**** DATA ****

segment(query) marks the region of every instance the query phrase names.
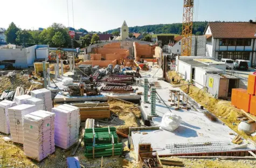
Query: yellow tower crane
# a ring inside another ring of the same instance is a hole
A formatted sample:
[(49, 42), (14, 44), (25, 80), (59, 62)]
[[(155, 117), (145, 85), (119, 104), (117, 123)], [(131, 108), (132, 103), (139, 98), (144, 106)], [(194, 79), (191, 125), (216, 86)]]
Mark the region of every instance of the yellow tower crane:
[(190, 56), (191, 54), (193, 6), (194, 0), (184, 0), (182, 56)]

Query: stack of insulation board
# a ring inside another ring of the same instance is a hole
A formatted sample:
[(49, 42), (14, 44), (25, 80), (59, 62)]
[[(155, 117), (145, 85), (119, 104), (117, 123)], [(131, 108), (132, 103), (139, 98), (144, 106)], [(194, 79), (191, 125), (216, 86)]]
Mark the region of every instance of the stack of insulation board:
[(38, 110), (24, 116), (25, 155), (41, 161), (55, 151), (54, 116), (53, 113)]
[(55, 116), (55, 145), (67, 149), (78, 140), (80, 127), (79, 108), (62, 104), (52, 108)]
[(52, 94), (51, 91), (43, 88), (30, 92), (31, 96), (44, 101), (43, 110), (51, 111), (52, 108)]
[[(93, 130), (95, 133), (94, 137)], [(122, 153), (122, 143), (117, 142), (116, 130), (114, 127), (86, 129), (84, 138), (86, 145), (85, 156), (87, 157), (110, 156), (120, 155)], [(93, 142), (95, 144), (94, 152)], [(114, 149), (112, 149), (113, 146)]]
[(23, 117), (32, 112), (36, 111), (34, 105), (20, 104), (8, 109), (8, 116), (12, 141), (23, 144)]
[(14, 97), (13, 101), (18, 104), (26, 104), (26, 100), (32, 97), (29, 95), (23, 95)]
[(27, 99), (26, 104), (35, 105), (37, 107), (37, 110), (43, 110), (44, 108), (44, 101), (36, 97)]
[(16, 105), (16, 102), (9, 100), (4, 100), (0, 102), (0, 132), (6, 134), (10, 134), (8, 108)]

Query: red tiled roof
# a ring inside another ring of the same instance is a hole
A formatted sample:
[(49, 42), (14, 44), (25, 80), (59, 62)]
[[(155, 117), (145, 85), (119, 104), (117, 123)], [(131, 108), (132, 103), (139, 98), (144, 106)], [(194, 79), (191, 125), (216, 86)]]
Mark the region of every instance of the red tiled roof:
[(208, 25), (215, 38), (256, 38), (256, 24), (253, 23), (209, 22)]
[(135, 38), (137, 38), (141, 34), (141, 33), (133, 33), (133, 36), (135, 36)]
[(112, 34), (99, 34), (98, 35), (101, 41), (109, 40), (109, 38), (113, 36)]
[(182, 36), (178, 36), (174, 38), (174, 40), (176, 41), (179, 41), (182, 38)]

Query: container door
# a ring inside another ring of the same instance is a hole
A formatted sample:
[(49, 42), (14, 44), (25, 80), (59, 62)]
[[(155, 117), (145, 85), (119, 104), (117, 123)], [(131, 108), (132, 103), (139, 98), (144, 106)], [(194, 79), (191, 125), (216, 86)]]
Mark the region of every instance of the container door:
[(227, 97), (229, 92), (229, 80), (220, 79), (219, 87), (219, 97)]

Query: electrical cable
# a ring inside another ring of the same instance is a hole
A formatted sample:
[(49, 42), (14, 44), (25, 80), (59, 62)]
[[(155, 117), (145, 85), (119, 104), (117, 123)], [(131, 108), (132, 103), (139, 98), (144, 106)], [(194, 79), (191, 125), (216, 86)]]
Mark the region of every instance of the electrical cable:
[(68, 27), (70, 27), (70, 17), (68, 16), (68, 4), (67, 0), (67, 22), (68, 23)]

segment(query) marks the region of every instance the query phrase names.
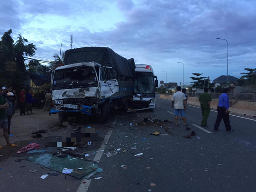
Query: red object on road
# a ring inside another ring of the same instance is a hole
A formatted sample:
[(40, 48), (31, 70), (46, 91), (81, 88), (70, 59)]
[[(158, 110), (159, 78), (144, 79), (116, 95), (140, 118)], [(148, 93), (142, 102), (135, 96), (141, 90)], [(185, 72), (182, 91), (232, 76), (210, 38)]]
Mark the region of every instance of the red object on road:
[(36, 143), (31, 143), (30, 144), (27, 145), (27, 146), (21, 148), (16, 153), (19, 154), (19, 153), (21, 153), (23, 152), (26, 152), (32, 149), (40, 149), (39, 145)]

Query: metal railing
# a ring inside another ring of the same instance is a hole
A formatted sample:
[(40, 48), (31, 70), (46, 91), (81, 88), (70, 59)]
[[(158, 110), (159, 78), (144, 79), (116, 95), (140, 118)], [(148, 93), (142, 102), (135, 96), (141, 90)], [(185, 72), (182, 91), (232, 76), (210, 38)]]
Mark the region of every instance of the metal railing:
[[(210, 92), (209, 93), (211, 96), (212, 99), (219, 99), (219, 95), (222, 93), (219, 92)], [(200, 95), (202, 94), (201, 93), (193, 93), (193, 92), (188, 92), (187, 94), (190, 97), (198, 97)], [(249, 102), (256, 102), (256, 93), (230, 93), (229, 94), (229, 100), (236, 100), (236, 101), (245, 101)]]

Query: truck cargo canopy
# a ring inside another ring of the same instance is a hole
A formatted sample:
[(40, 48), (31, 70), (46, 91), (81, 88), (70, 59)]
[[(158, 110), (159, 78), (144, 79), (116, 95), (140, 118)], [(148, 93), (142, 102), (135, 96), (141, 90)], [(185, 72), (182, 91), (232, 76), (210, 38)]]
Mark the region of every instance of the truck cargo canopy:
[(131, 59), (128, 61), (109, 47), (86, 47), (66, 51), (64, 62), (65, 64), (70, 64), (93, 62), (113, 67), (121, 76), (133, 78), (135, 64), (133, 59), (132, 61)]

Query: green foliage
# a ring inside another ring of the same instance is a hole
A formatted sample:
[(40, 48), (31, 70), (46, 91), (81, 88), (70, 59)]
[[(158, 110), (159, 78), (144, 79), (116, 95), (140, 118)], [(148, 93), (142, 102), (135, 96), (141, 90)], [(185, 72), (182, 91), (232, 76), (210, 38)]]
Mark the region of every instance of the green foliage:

****

Reproduce the entries above word for word. Pictures stay out.

# [SOLUTION]
segment(query) marks the region of every instance the query phrase names.
Query: yellow tower crane
# a ring inside another ring of the same instance is a hole
A formatted sample:
[(49, 42), (14, 44), (25, 80), (59, 62)]
[[(155, 117), (145, 85), (119, 104), (117, 123)], [(131, 108), (132, 103), (139, 98), (144, 106)], [(194, 79), (191, 125), (216, 86)]]
Mark the region of every instance of the yellow tower crane:
[(190, 56), (191, 54), (193, 6), (194, 0), (184, 0), (182, 56)]

Query: stack of insulation board
# a ring inside another ring of the same instance is a hole
A formatted sample:
[(49, 42), (14, 44), (25, 80), (59, 62)]
[[(155, 117), (145, 85), (119, 104), (117, 123)], [(131, 108), (132, 103), (139, 98), (144, 106)], [(194, 79), (191, 125), (216, 86)]]
Mark the region of every instance of the stack of insulation board:
[(38, 110), (24, 116), (25, 155), (41, 161), (55, 151), (54, 116), (53, 113)]
[(55, 116), (55, 145), (67, 149), (78, 140), (80, 127), (79, 108), (62, 104), (52, 108)]
[(52, 94), (51, 91), (43, 88), (30, 92), (31, 96), (44, 101), (43, 110), (51, 111), (52, 108)]
[[(93, 130), (95, 133), (94, 137)], [(122, 153), (122, 143), (117, 142), (116, 130), (114, 127), (86, 129), (84, 138), (86, 145), (85, 156), (87, 157), (110, 156), (120, 155)], [(93, 142), (95, 144), (94, 152)], [(114, 149), (112, 149), (113, 146)]]
[(23, 117), (32, 112), (36, 111), (34, 105), (20, 104), (8, 109), (8, 116), (12, 141), (23, 144)]
[(14, 97), (13, 101), (18, 104), (26, 104), (26, 100), (32, 97), (29, 95), (23, 95)]
[(27, 99), (26, 104), (35, 105), (37, 107), (37, 110), (43, 110), (44, 108), (44, 101), (36, 97)]
[(16, 105), (16, 102), (9, 100), (4, 100), (0, 102), (0, 132), (6, 134), (10, 134), (8, 108)]

Query: red tiled roof
# a ring inside another ring of the same instance is a hole
A formatted sample:
[(49, 42), (14, 44), (25, 80), (59, 62)]
[[(155, 117), (145, 85), (119, 104), (117, 123)], [(131, 108), (132, 103), (139, 98), (144, 106)], [(194, 79), (191, 125), (216, 86)]]
Mark the region of every instance of the red tiled roof:
[(208, 25), (215, 38), (256, 38), (256, 24), (253, 23), (209, 22)]
[(135, 38), (137, 38), (141, 34), (141, 33), (133, 33), (133, 36), (135, 36)]
[(112, 34), (99, 34), (98, 35), (101, 41), (109, 40), (109, 38), (113, 36)]
[(182, 36), (178, 36), (174, 38), (174, 40), (176, 41), (179, 41), (182, 38)]

Query: container door
# a ring inside another ring of the same instance is a hole
A formatted sample:
[(49, 42), (14, 44), (25, 80), (59, 62)]
[[(155, 117), (145, 85), (119, 104), (117, 123)], [(131, 108), (132, 103), (139, 98), (144, 106)], [(194, 79), (191, 125), (216, 86)]]
Mark the region of every instance of the container door:
[(227, 97), (229, 92), (229, 80), (220, 79), (219, 87), (219, 97)]

Query: electrical cable
# a ring inside another ring of the same instance is a hole
A formatted sample:
[(49, 42), (14, 44), (25, 80), (59, 62)]
[[(155, 117), (145, 85), (119, 104), (117, 123)], [(131, 108), (132, 103), (139, 98), (144, 106)], [(194, 79), (191, 125), (216, 86)]]
Mark the region of every instance of the electrical cable:
[(68, 27), (70, 27), (70, 17), (68, 16), (68, 4), (67, 0), (67, 22), (68, 23)]

segment(query) marks the region of every instance the query phrase names.
Query: red object on road
# a ring inside another ring of the same instance is a hole
A formatted sample:
[(40, 48), (31, 70), (46, 91), (81, 88), (70, 59)]
[[(158, 110), (159, 78), (144, 79), (116, 95), (140, 118)], [(148, 93), (142, 102), (135, 96), (141, 90)], [(185, 72), (182, 91), (232, 76), (210, 38)]]
Mark the region of every instance of the red object on road:
[(36, 143), (31, 143), (30, 144), (27, 145), (27, 146), (21, 148), (16, 153), (19, 154), (19, 153), (21, 153), (23, 152), (26, 152), (32, 149), (40, 149), (39, 145)]

Query: metal railing
# a ring inside another ring of the same instance is a hole
A formatted sample:
[(40, 48), (31, 70), (46, 91), (81, 88), (70, 59)]
[[(158, 110), (159, 78), (144, 79), (116, 95), (140, 118)], [(148, 93), (142, 102), (135, 96), (141, 90)], [(185, 72), (182, 91), (232, 76), (210, 38)]]
Mark the region of every instance of the metal railing:
[[(210, 92), (209, 93), (211, 96), (212, 99), (219, 99), (219, 95), (222, 93), (219, 92)], [(200, 95), (202, 94), (201, 93), (193, 93), (193, 92), (188, 92), (187, 94), (190, 97), (198, 97)], [(249, 102), (256, 102), (256, 93), (230, 93), (229, 94), (229, 100), (236, 100), (236, 101), (245, 101)]]

Query: truck cargo canopy
# a ring inside another ring of the same instance is a hole
A formatted sample:
[(40, 48), (31, 70), (46, 91), (81, 88), (70, 59)]
[[(158, 110), (159, 78), (144, 79), (116, 95), (140, 118)], [(148, 93), (142, 102), (135, 96), (141, 90)], [(185, 72), (182, 91), (232, 76), (210, 38)]]
Mark the region of every instance of the truck cargo canopy:
[(131, 59), (128, 61), (109, 47), (86, 47), (66, 51), (64, 62), (65, 64), (70, 64), (93, 62), (113, 67), (121, 76), (133, 78), (135, 64), (133, 59), (132, 61)]

Query: green foliage
# a ring inside another ring of the same instance is a hole
A formatted sample:
[(40, 48), (31, 70), (46, 91), (81, 88), (70, 59)]
[[(158, 110), (159, 78), (144, 79), (116, 95), (140, 118)], [(148, 93), (142, 102), (135, 96), (141, 90)], [(185, 72), (182, 91), (232, 76), (210, 38)]]
Mark the region of every instance of the green foliage:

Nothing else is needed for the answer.